* [REQUIREMENTS]: Rewrite every line of the listing below, replacing "innermost point" with "central point" and leaving all other text unchanged. Omit the pictures from your answer.

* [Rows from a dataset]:
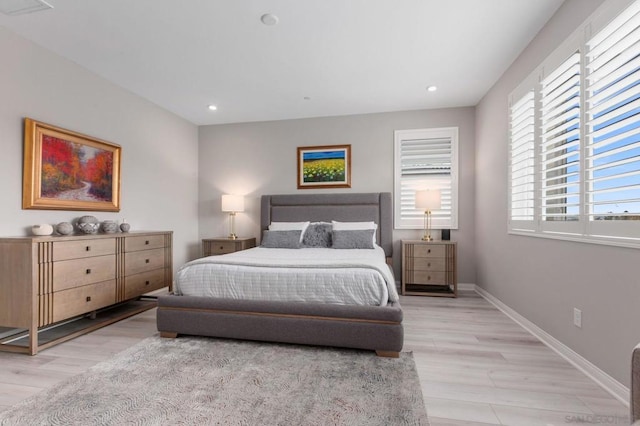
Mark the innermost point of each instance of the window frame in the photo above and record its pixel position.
(438, 221)
(616, 233)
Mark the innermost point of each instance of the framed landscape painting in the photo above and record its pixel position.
(324, 166)
(65, 170)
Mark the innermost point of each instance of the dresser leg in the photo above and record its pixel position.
(388, 354)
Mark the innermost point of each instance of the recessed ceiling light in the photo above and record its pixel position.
(269, 19)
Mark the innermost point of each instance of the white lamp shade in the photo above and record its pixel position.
(232, 203)
(429, 199)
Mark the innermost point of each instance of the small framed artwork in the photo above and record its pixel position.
(65, 170)
(324, 166)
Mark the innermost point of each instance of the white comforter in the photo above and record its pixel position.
(325, 275)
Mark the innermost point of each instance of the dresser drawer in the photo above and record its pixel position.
(80, 300)
(429, 264)
(430, 250)
(427, 277)
(222, 247)
(79, 272)
(138, 284)
(76, 249)
(142, 261)
(143, 242)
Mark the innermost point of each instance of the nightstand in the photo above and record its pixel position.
(429, 268)
(223, 245)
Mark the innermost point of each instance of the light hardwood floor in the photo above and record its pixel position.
(476, 367)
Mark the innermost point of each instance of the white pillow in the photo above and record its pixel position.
(290, 226)
(354, 226)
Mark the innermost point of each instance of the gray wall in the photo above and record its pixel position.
(159, 149)
(544, 279)
(260, 158)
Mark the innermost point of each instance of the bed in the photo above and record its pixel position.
(369, 327)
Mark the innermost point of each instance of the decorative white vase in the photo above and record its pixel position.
(42, 229)
(64, 228)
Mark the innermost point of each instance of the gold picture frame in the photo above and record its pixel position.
(66, 170)
(327, 166)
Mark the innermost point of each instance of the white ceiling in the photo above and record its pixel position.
(347, 56)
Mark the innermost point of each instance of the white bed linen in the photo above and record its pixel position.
(324, 275)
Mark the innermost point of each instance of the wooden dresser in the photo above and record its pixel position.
(429, 268)
(46, 280)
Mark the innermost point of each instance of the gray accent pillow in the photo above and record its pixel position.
(317, 235)
(281, 239)
(360, 238)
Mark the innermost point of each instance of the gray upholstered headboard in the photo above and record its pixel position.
(359, 207)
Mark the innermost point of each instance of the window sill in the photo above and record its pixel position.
(575, 238)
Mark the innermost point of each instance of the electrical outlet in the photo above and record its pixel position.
(577, 317)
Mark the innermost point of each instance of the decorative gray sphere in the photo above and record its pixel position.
(64, 228)
(109, 227)
(88, 219)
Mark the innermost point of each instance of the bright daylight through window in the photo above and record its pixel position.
(574, 148)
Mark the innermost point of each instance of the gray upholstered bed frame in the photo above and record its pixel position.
(377, 328)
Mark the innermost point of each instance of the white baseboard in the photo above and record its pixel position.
(467, 286)
(611, 385)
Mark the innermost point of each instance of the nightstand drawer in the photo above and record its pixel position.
(431, 250)
(63, 250)
(217, 246)
(429, 268)
(427, 277)
(421, 264)
(80, 300)
(222, 247)
(80, 272)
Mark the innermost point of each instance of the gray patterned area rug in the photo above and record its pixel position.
(202, 381)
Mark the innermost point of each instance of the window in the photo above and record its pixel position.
(426, 159)
(574, 137)
(522, 153)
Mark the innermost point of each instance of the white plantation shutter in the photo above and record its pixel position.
(522, 162)
(585, 136)
(425, 159)
(613, 127)
(560, 142)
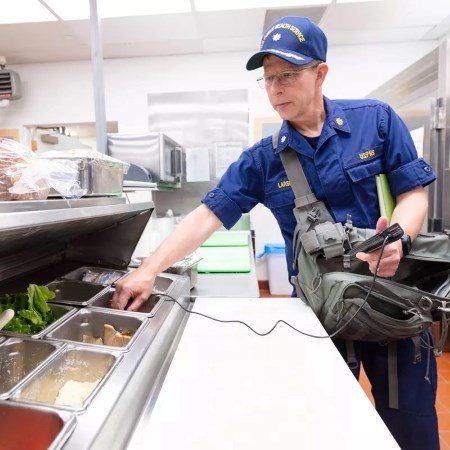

* [WRITTEN ANSWER]:
Mark the central point of each instance of the window frame in the photo above and record its pixel position.
(438, 221)
(616, 233)
Mark the central point of each instance of the framed landscape painting in the photo above and record its pixel position.
(324, 166)
(65, 170)
Mark the central point of each instance of the dresser leg in the photo above and record its pixel position.
(388, 354)
Mark the central point of each instance of the recessed ceiling light in the photo above and record its pixel position.
(269, 19)
Mark the central point of each instance of the white lamp shade in the photo above and record its pixel position.
(232, 203)
(429, 199)
Mark the central point of each instance of the small framed artwork in the photo above and record its pixel position.
(65, 170)
(324, 166)
Mark the central point of each instance of the white comforter in the photo above and record its pixel position.
(325, 275)
Mark the central point of each instance of the dresser drawer in the photo above and record its pixel position.
(80, 300)
(429, 264)
(430, 250)
(427, 277)
(222, 247)
(79, 272)
(138, 284)
(76, 249)
(142, 261)
(143, 242)
Mark the central point of each instance of the nightstand in the photo above and record its pixel position.
(429, 268)
(223, 245)
Mark the central point of each instance of the light hardwood floor in the photo above and record its pixel position.
(476, 367)
Mark the central point of each instance of the white pillow in the photo above and record its pixel position.
(290, 226)
(354, 226)
Mark the central point of each instance of the gray wall in the photo above and record its pixel position.
(159, 149)
(544, 279)
(260, 158)
Mark the central point of each instance of the bed in the photo above and record its pixel position.
(369, 327)
Mark the central point of each instance of the decorative white vase in the photo above and record its pixel position.
(42, 229)
(64, 228)
Mark the central point of each instance of the gold picture frame in the photo above and record its pixel position.
(66, 170)
(327, 166)
Mark the central point of each instance of the white ceiling in the photo above and record its pixel position.
(347, 56)
Mark the central point of each instance of the white bed linen in the photo above and record its pixel position.
(324, 275)
Mark the central point of each instance of the wooden dresser in the photo above and record its pixel position.
(429, 268)
(46, 280)
Mark the central point of each instance of the gray accent pillow in the photo above and record its pixel position.
(317, 235)
(281, 239)
(360, 238)
Mark the central point of each instance of the gray upholstered headboard in the photo above and record its pixel position.
(359, 207)
Mark the central point of each instance of the window sill in the photo above and record its pixel position.
(575, 238)
Mark the central point of each instance of the electrical outlet in the photo above and record its pixel position.
(577, 317)
Mark the central point of each instance of the decorative gray sphere in the photo above and record its pixel position.
(64, 228)
(109, 227)
(88, 219)
Mark the central point of each instance of the bright daylight through window in the photo above and record its pixel position.
(574, 148)
Mark the central point of each instance of the gray upholstered bed frame in the photo above and record its pixel position.
(377, 328)
Mark the central point of each instance of the white baseboard in the photo above and record its pixel position.
(467, 286)
(611, 385)
Mark the central point of each instance of the nightstand drawer in the photo above and record its pixel position.
(431, 250)
(63, 250)
(217, 246)
(429, 268)
(427, 277)
(421, 264)
(80, 300)
(222, 247)
(80, 272)
Mark the central point of each instance of the gray patterned area rug in the photo above and record its pixel position.
(202, 381)
Mark the central point of each instance of the window in the photo above and record its pixel position.
(426, 159)
(574, 137)
(522, 153)
Mark the central point of each instance of the white plantation shutter in the photo above and record its pixel position.
(522, 162)
(585, 136)
(425, 159)
(613, 127)
(560, 142)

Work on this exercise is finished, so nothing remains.